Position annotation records
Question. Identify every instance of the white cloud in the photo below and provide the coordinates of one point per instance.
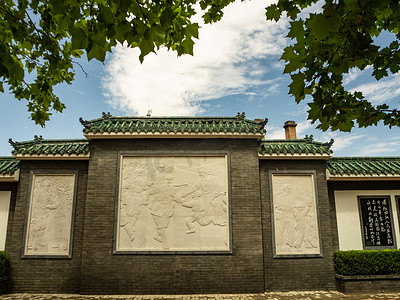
(381, 91)
(274, 133)
(382, 148)
(226, 61)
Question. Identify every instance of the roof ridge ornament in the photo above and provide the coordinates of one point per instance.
(38, 139)
(12, 143)
(309, 138)
(241, 116)
(83, 122)
(329, 144)
(106, 116)
(264, 122)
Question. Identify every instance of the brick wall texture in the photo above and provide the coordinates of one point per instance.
(94, 269)
(51, 275)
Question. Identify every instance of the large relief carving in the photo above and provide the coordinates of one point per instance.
(171, 203)
(295, 215)
(48, 231)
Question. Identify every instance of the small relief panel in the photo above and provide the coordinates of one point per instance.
(376, 222)
(173, 203)
(295, 219)
(50, 215)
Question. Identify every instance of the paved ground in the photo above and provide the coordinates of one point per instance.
(320, 295)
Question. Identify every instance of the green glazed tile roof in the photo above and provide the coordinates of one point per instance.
(299, 147)
(8, 165)
(364, 166)
(173, 126)
(48, 148)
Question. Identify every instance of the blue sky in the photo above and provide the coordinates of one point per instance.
(235, 68)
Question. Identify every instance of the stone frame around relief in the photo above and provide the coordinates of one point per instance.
(389, 198)
(295, 215)
(183, 227)
(69, 217)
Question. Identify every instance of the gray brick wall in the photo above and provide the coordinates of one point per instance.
(52, 274)
(13, 187)
(284, 274)
(239, 272)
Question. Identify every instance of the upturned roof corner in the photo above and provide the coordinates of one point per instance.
(294, 149)
(39, 148)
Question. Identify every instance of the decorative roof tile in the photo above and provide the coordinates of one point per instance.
(345, 167)
(47, 149)
(293, 149)
(133, 127)
(8, 165)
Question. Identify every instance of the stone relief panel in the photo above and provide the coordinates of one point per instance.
(295, 215)
(49, 221)
(171, 203)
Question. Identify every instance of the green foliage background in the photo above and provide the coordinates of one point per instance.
(367, 262)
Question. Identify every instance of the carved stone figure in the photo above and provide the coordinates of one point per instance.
(134, 185)
(50, 215)
(173, 203)
(295, 220)
(197, 212)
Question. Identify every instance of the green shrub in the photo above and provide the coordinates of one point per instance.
(367, 262)
(4, 263)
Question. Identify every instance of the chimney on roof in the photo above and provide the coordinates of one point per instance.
(290, 130)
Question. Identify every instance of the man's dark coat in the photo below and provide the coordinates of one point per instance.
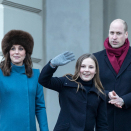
(77, 108)
(118, 119)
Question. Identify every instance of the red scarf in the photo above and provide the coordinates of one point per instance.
(116, 56)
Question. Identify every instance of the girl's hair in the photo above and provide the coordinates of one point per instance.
(96, 78)
(17, 37)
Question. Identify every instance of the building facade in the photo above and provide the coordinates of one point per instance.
(80, 26)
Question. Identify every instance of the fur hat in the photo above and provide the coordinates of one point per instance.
(17, 37)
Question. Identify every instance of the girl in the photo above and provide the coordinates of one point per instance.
(81, 95)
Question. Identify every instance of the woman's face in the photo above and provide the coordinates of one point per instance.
(17, 54)
(87, 69)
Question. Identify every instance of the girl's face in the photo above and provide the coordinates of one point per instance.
(17, 54)
(87, 69)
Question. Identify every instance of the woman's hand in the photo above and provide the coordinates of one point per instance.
(63, 59)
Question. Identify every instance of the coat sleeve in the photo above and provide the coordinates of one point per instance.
(101, 120)
(127, 100)
(46, 79)
(40, 109)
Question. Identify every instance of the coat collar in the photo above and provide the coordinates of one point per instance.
(125, 64)
(75, 85)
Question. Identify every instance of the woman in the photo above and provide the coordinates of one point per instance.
(81, 95)
(21, 96)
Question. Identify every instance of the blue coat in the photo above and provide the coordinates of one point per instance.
(21, 98)
(118, 119)
(77, 108)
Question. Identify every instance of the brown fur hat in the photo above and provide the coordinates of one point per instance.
(17, 37)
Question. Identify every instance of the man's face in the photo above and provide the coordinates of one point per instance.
(117, 34)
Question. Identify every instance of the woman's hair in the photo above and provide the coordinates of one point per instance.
(16, 37)
(96, 78)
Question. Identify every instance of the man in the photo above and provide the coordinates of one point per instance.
(115, 73)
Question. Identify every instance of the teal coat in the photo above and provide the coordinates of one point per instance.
(21, 98)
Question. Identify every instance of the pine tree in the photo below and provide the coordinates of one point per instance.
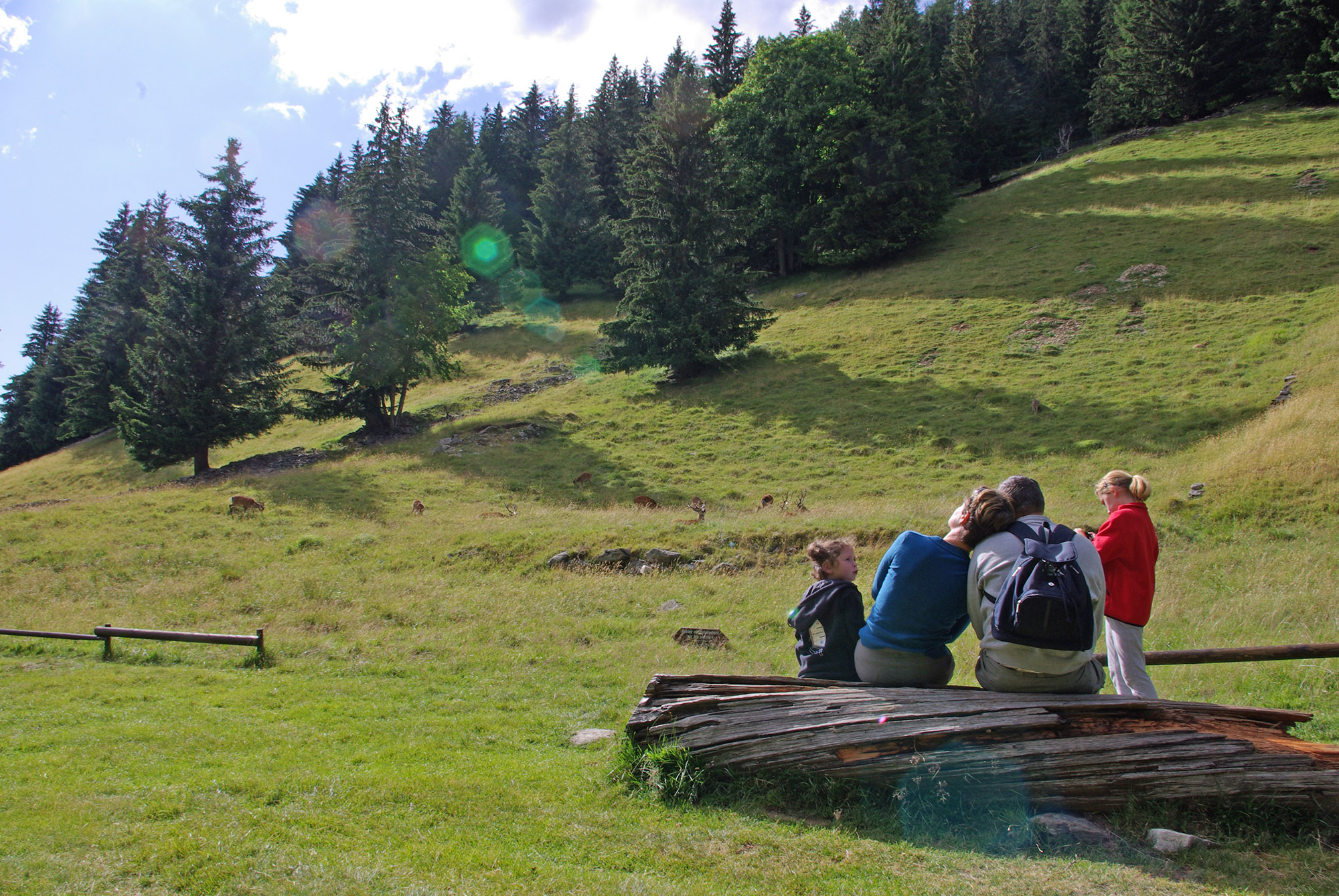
(804, 23)
(29, 426)
(208, 372)
(401, 286)
(447, 149)
(1166, 60)
(685, 286)
(110, 313)
(1308, 47)
(722, 58)
(568, 240)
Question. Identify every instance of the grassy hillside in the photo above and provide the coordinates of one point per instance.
(412, 736)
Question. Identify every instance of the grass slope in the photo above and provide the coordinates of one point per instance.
(412, 737)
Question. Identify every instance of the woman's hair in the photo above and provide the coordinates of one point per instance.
(1139, 486)
(824, 550)
(986, 511)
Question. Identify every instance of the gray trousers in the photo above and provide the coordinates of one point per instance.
(1125, 660)
(1085, 680)
(891, 668)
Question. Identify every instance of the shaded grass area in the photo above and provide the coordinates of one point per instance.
(412, 736)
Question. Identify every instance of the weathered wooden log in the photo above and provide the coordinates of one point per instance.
(1079, 752)
(1235, 654)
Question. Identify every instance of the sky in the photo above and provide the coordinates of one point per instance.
(105, 102)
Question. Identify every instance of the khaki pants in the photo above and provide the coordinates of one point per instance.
(993, 676)
(1125, 660)
(891, 668)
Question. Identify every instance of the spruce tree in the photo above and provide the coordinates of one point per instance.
(685, 285)
(110, 315)
(568, 240)
(722, 58)
(447, 149)
(1166, 60)
(402, 288)
(208, 372)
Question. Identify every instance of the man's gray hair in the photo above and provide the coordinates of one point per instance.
(1025, 494)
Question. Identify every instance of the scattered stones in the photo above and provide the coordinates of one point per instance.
(503, 391)
(1062, 828)
(262, 464)
(488, 436)
(591, 736)
(1310, 182)
(1144, 274)
(614, 557)
(1092, 290)
(1168, 840)
(1046, 329)
(662, 557)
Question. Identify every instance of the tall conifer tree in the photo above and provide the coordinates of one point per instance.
(208, 372)
(685, 285)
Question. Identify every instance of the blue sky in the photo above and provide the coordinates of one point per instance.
(116, 100)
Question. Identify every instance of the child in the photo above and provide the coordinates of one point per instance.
(830, 616)
(1129, 547)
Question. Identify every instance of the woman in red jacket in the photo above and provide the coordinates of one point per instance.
(1129, 550)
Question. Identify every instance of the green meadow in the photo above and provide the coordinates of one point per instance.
(409, 731)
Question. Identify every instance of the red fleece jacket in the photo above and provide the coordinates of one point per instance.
(1129, 550)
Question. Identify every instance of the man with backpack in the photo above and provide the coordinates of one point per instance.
(1036, 596)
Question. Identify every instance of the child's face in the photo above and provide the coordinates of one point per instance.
(844, 567)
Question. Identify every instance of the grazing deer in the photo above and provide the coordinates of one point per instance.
(697, 506)
(243, 503)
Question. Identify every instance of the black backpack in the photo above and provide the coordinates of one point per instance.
(1045, 602)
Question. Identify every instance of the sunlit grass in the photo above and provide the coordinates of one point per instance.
(412, 736)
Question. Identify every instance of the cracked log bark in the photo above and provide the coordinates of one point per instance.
(1087, 753)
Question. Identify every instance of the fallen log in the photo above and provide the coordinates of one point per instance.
(1087, 753)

• [Stated problem]
Could you turn all the records above into a numbered list, with blank lines left out and the pictures omitted?

• [Exercise response]
1. Question. Identify every instance of the white cloud in the photo below and provide the coordinates of one point per instance.
2. (381, 91)
3. (274, 133)
4. (382, 148)
5. (226, 61)
6. Question. Identify every instance of the roof ridge ornament in the photo above and provide the coordinates of one point per instance.
7. (38, 139)
8. (12, 143)
9. (309, 138)
10. (241, 116)
11. (83, 122)
12. (329, 144)
13. (106, 116)
14. (264, 122)
15. Question. Identify every instance of the brick wall texture in the photo above and provide the coordinates of one point per instance.
16. (94, 269)
17. (51, 275)
18. Question. Identify every instance of the large relief carving in the photo above and provide the coordinates of one point per instance.
19. (171, 203)
20. (295, 215)
21. (48, 231)
22. Question. Identify every instance of the small relief panel in the photo above and provide the coordinates of one point per instance.
23. (376, 222)
24. (173, 203)
25. (295, 219)
26. (50, 215)
27. Question. Identify every instance of the paved ground in the photo above and provide the coordinates of one point per instance.
28. (320, 295)
29. Question. Identify every instance of the green glazed tile roof in the photo above and provide the coordinates of one point per instance.
30. (299, 147)
31. (8, 165)
32. (364, 166)
33. (173, 126)
34. (48, 148)
35. Question. Identify every instance of the blue sky in the photo above and provide the coordinates of one point per instance.
36. (235, 68)
37. Question. Identify every instance of the stone frame around relief in the photo above and provide the coordinates of one point per instance.
38. (389, 198)
39. (295, 215)
40. (183, 227)
41. (69, 217)
42. Question. Identify every instance of the gray brick wall in the photo above and provide the coordinates of one point per instance.
43. (52, 274)
44. (13, 187)
45. (284, 274)
46. (239, 272)
47. Question. Identify every instance of the upturned roof corner in the photo above and provide the coordinates of one point per instance.
48. (294, 149)
49. (39, 148)
50. Question. Identify every instance of the decorative roof tile in the photo above and provide the coordinates of one point per instance.
51. (345, 167)
52. (47, 149)
53. (293, 149)
54. (133, 127)
55. (8, 165)
56. Question. Identify every instance of the stone relief panel in the photo above and provide the coordinates of one point per instance.
57. (295, 215)
58. (49, 221)
59. (171, 203)
60. Question. Identify every instance of the green foliage background in the photo above and provide the coordinates of one point per instance.
61. (367, 262)
62. Question. Identify every instance of the carved stone figure in the photo above and provide the coordinates of one point per instance.
63. (134, 185)
64. (50, 215)
65. (173, 203)
66. (295, 220)
67. (197, 212)
68. Question. Identify every instance of the green shrub in the photo above and provide the coordinates of one point per instance.
69. (367, 262)
70. (4, 263)
71. Question. Identify every instance of the chimney on roof in the photo above and provide the coordinates of one point per instance.
72. (290, 130)
73. Question. Identify every instance of the man's dark coat in the photo below and provide the coordinates of one point per instance.
74. (77, 108)
75. (118, 119)
76. Question. Identify every instance of the red scarf in the photo above and provide the coordinates of one point per instance.
77. (116, 56)
78. Question. Identify every instance of the girl's hair in the photo above and provide the coordinates of one point per instance.
79. (96, 78)
80. (17, 37)
81. Question. Identify every instance of the building facade in the photo above and provide the coordinates of one point per instance.
82. (80, 26)
83. Question. Identify every instance of the fur hat in the photo above and provide the coordinates of one point per instance.
84. (17, 37)
85. Question. Identify every instance of the girl in the photo above and provide the coordinates of one point per instance.
86. (81, 95)
87. Question. Identify every instance of the woman's face in the photo above and provide the coordinates of one point per instance.
88. (17, 54)
89. (87, 69)
90. Question. Identify every instance of the girl's face in the photo above and provide the coordinates of one point per instance.
91. (17, 54)
92. (87, 69)
93. Question. Identify every instance of the woman's hand in the photo above and provide the coordinates of one point per instance.
94. (63, 59)
95. Question. Identify every instance of the coat sleeve in the photo above and provide the coordinates of one point per instance.
96. (101, 120)
97. (127, 100)
98. (46, 79)
99. (40, 109)
100. Question. Identify every instance of the coat collar in the photo above and provide the coordinates of one point per instance.
101. (125, 64)
102. (75, 85)
103. Question. Identify every instance of the woman in the photo above and provide the coordinates of one point per instance.
104. (81, 95)
105. (21, 96)
106. Question. Identify every instance of the blue coat in the photo above and provide the coordinates of one point per instance.
107. (21, 98)
108. (118, 119)
109. (77, 108)
110. Question. Identify every instance of the brown fur hat in the photo above and provide the coordinates of one point per instance.
111. (17, 37)
112. Question. Identify every instance of the man's face in the photo above and provide the coordinates of one point per instance.
113. (117, 34)
114. Question. Identify every instance of the woman's hair in the photo above and provide the coordinates of one point per instance.
115. (16, 37)
116. (96, 78)
117. Question. Identify every instance of the man in the photo above and provide the coordinates of one point per instance.
118. (115, 73)
119. Question. Identify every instance of the teal coat in the photo above and provide the coordinates of one point per instance.
120. (21, 98)
121. Question. Identify every instance of the pine tree in the photo below and provide the coordinates of one point per instance.
122. (804, 23)
123. (29, 426)
124. (208, 372)
125. (401, 286)
126. (447, 149)
127. (1166, 60)
128. (685, 286)
129. (110, 313)
130. (1308, 47)
131. (722, 58)
132. (568, 240)
133. Question. Identify every instance of the grassy hillside in the photo above and provide the coordinates of one point per instance.
134. (412, 736)
135. Question. Identify every instance of the grass slope in the photo above and provide the coordinates of one point per instance.
136. (412, 737)
137. Question. Identify every instance of the woman's hair in the photo above and provide the coordinates of one point per instance.
138. (1139, 486)
139. (824, 550)
140. (986, 511)
141. Question. Identify every instance of the gray trousers in the photo above and provide the coordinates of one point per instance.
142. (1125, 660)
143. (1085, 680)
144. (891, 668)
145. Question. Identify every instance of the shaded grass area in the photo above and provide the coordinates of one point per instance.
146. (412, 736)
147. Question. Identify every instance of the weathered wooden log in the photo above and provide the coordinates of one point per instance.
148. (1079, 752)
149. (1235, 654)
150. Question. Identify every instance of the sky in the photo above and provide the coordinates of one point per instance.
151. (105, 102)
152. Question. Identify every instance of the khaki pants in the photo above and provide the coordinates of one point per instance.
153. (993, 676)
154. (1125, 660)
155. (891, 668)
156. Question. Identify every instance of the spruce tree in the photo above and provide the coordinates of one point per instance.
157. (685, 285)
158. (110, 315)
159. (568, 240)
160. (722, 58)
161. (447, 149)
162. (1166, 60)
163. (402, 288)
164. (208, 372)
165. Question. Identify every instance of the man's gray hair in the photo above and provide the coordinates of one point per instance.
166. (1025, 494)
167. Question. Identify every instance of the scattered stones in the photo above and provide the coordinates of one point per instance.
168. (503, 391)
169. (1062, 828)
170. (262, 464)
171. (488, 436)
172. (591, 736)
173. (1310, 182)
174. (1144, 274)
175. (614, 557)
176. (1092, 290)
177. (1168, 840)
178. (1046, 329)
179. (662, 557)
180. Question. Identify every instance of the tall conifer tree in the photo above and provide the coordinates of one point per instance.
181. (208, 372)
182. (685, 285)
183. Question. Identify every instance of the blue sky in the photo above and provide the coordinates of one point per instance.
184. (116, 100)
185. Question. Identify every instance of the child in the photo above and provide the coordinates of one point per instance.
186. (830, 616)
187. (1129, 547)
188. Question. Identify every instance of the woman in red jacket in the photo above and provide the coordinates of one point per instance.
189. (1129, 550)
190. Question. Identify every instance of the green meadow in the photo above and provide the coordinates of one point per instance.
191. (409, 731)
192. Question. Identify every instance of the red fleece jacket in the photo above and provide the coordinates of one point per instance.
193. (1129, 550)
194. Question. Identify every instance of the man with backpack in the photo above and provide the coordinates of one point per instance.
195. (1036, 596)
196. Question. Identify every instance of the child's face in the photo above and provide the coordinates of one point per instance.
197. (844, 567)
198. Question. Identify every instance of the grazing deer in the photo above and provide the coordinates of one point per instance.
199. (697, 506)
200. (243, 503)
201. Question. Identify every instance of the black backpack in the photo above and provide the coordinates of one point per instance.
202. (1045, 602)
203. Question. Identify every instance of the sunlit grass in the photo above and provide the coordinates of one point per instance.
204. (412, 736)
205. Question. Identify every instance of the cracked log bark in the photo above and provide the coordinates of one point per instance.
206. (1087, 753)
207. Question. Identify every instance of the fallen log in the photo above and provide the coordinates of one point per instance.
208. (1087, 753)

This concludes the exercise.